**Instructions for the task:** From the material below, pull out every line that contains the word "grille" and copy each one in full.

══ Stored data ══

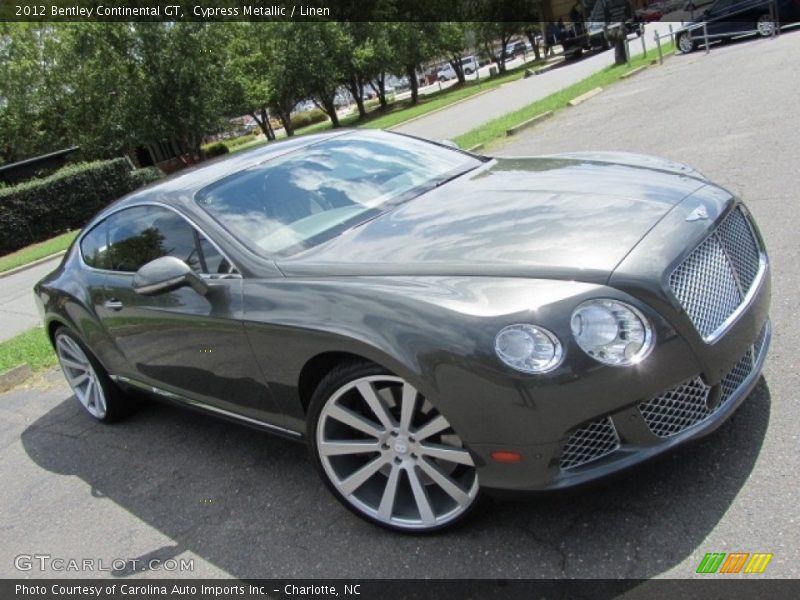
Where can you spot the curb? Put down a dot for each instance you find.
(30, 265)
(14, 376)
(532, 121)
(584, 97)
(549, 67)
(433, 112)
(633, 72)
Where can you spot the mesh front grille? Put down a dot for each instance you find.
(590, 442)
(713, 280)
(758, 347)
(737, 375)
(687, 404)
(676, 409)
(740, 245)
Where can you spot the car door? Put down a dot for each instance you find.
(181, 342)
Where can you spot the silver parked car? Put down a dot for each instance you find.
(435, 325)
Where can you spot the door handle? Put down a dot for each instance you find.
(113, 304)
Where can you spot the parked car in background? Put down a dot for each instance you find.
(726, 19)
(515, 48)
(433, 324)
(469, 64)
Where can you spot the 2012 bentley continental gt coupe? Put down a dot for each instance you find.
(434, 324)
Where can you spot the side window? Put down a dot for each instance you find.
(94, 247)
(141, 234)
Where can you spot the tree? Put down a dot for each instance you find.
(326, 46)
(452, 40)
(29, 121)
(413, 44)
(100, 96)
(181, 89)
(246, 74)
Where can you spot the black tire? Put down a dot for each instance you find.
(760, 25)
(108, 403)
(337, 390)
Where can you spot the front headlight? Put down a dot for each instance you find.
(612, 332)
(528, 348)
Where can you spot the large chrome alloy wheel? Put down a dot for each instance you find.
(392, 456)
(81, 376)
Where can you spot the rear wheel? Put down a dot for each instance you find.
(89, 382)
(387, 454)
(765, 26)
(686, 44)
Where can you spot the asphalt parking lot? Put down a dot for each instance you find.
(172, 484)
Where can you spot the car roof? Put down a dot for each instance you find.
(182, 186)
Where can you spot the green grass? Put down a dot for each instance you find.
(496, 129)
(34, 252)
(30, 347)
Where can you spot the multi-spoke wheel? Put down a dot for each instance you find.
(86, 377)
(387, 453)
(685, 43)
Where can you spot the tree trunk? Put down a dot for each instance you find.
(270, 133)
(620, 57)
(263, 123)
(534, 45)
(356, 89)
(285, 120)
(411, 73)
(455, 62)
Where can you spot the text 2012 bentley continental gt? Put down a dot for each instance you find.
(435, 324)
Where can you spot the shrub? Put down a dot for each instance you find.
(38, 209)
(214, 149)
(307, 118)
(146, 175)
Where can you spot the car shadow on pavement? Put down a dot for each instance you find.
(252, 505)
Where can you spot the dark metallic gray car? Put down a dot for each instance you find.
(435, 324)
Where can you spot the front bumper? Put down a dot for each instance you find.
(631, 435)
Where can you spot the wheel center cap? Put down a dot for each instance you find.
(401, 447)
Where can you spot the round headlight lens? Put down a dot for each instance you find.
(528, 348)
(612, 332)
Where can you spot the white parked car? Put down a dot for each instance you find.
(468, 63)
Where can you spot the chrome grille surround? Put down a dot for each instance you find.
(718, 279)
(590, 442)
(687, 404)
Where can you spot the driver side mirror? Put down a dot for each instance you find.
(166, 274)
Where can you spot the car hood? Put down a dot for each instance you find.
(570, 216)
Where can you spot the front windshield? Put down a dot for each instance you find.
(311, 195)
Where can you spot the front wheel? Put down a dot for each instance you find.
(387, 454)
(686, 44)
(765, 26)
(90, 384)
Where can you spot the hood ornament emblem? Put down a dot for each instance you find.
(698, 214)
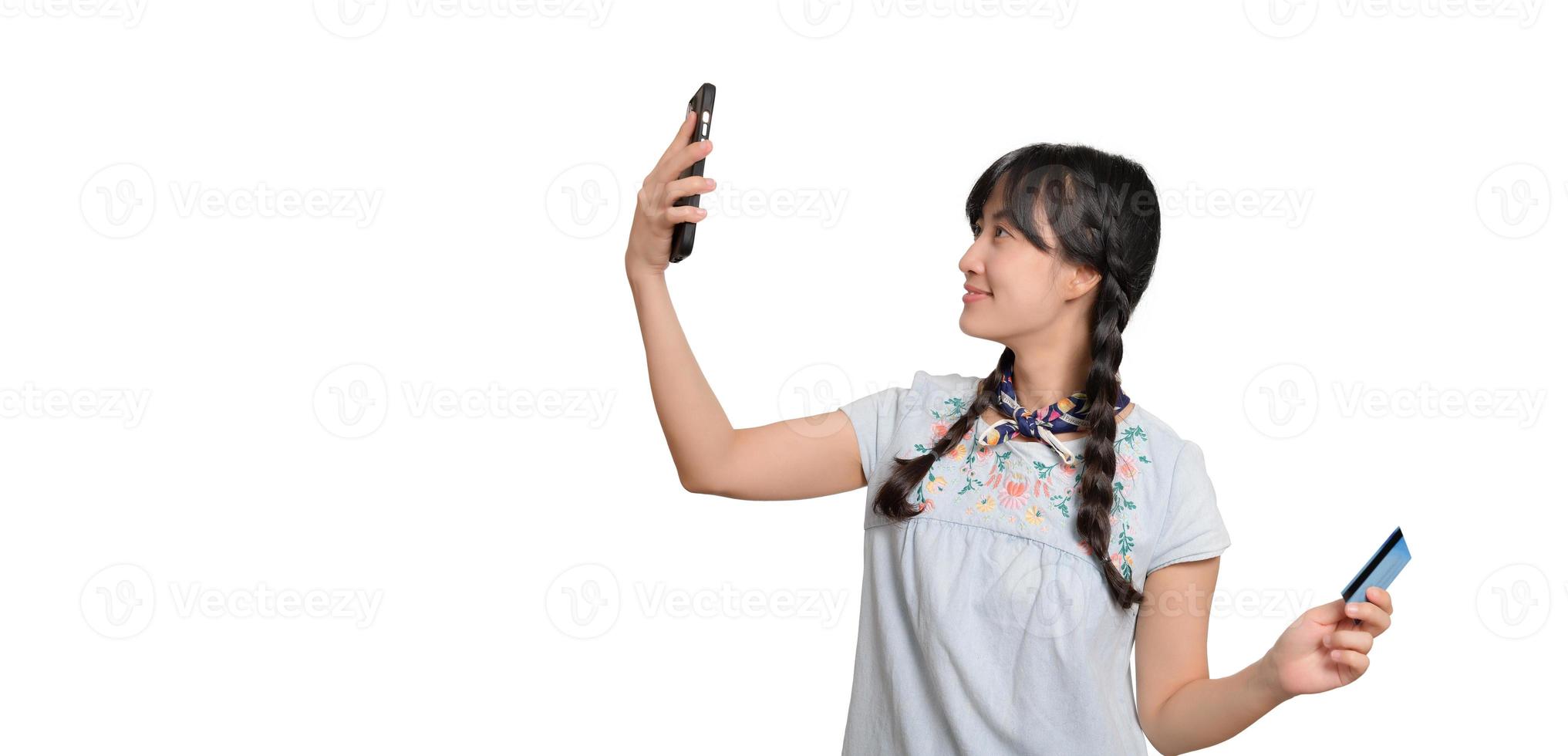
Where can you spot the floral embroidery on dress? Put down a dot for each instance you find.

═══
══ Stored data ══

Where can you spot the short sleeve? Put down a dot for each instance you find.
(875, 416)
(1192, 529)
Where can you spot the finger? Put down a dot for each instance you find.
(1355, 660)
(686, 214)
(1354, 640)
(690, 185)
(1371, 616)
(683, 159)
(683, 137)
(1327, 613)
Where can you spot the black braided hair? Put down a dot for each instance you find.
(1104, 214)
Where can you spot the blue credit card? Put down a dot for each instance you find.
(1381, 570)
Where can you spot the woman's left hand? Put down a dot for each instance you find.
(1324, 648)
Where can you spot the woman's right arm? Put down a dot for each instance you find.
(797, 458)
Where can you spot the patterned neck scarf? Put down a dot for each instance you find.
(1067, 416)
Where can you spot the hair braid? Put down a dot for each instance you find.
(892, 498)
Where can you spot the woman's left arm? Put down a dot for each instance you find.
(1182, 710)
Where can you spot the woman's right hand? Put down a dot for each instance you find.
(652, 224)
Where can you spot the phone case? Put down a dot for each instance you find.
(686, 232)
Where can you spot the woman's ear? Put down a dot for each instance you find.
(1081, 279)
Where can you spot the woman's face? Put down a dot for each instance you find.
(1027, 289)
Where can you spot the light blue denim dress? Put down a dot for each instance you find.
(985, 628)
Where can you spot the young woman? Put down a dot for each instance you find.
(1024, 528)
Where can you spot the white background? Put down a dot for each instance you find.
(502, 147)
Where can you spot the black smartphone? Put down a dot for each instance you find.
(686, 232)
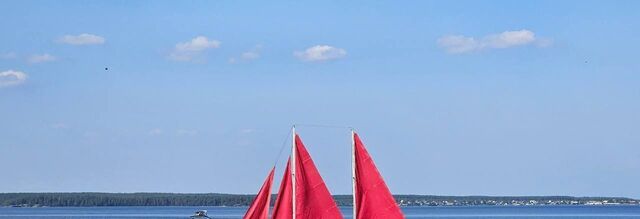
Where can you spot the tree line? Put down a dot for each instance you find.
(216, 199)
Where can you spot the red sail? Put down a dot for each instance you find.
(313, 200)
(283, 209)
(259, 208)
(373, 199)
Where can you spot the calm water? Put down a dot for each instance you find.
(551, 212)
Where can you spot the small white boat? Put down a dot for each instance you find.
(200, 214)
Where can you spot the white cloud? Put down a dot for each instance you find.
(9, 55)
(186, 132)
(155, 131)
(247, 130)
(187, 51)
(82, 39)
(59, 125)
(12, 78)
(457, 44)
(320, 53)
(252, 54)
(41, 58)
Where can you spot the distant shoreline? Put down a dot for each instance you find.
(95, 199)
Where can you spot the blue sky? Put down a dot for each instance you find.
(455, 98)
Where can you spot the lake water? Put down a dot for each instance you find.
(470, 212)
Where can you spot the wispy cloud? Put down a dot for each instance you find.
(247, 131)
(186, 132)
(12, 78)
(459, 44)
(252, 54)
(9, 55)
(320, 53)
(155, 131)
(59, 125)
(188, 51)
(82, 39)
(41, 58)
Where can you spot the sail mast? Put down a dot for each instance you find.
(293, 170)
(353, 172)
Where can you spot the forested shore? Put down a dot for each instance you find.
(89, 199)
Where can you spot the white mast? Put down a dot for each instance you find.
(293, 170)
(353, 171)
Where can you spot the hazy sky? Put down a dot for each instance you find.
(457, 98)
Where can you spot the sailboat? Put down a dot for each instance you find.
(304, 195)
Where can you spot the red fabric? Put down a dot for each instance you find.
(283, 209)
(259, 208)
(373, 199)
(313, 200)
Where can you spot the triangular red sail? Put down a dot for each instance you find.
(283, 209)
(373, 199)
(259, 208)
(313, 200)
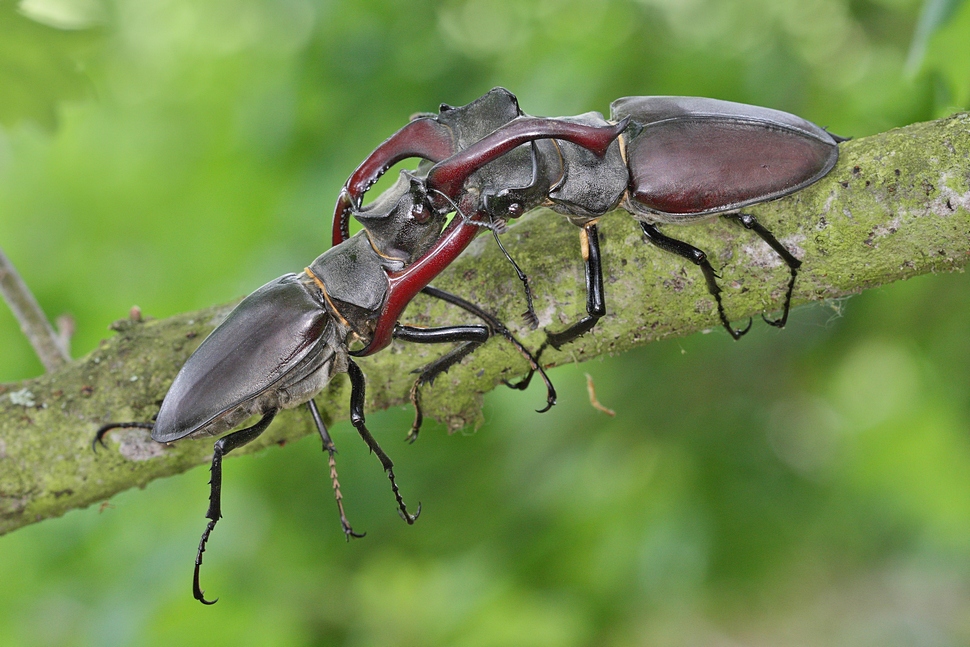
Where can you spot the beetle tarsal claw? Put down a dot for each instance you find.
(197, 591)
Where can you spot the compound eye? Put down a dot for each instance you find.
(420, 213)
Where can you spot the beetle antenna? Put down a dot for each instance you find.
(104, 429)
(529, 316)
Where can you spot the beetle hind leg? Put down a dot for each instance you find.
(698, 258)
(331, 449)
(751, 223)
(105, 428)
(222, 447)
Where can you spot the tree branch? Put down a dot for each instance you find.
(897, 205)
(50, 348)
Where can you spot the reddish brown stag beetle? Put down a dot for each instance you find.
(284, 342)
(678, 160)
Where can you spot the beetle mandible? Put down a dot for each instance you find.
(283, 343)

═══

**Finished answer:**
Where can you spot the mesh front grille? Put down a dot for each instance you find.
Where can you spot the chrome grille surround? Put down a dot for each instance you find.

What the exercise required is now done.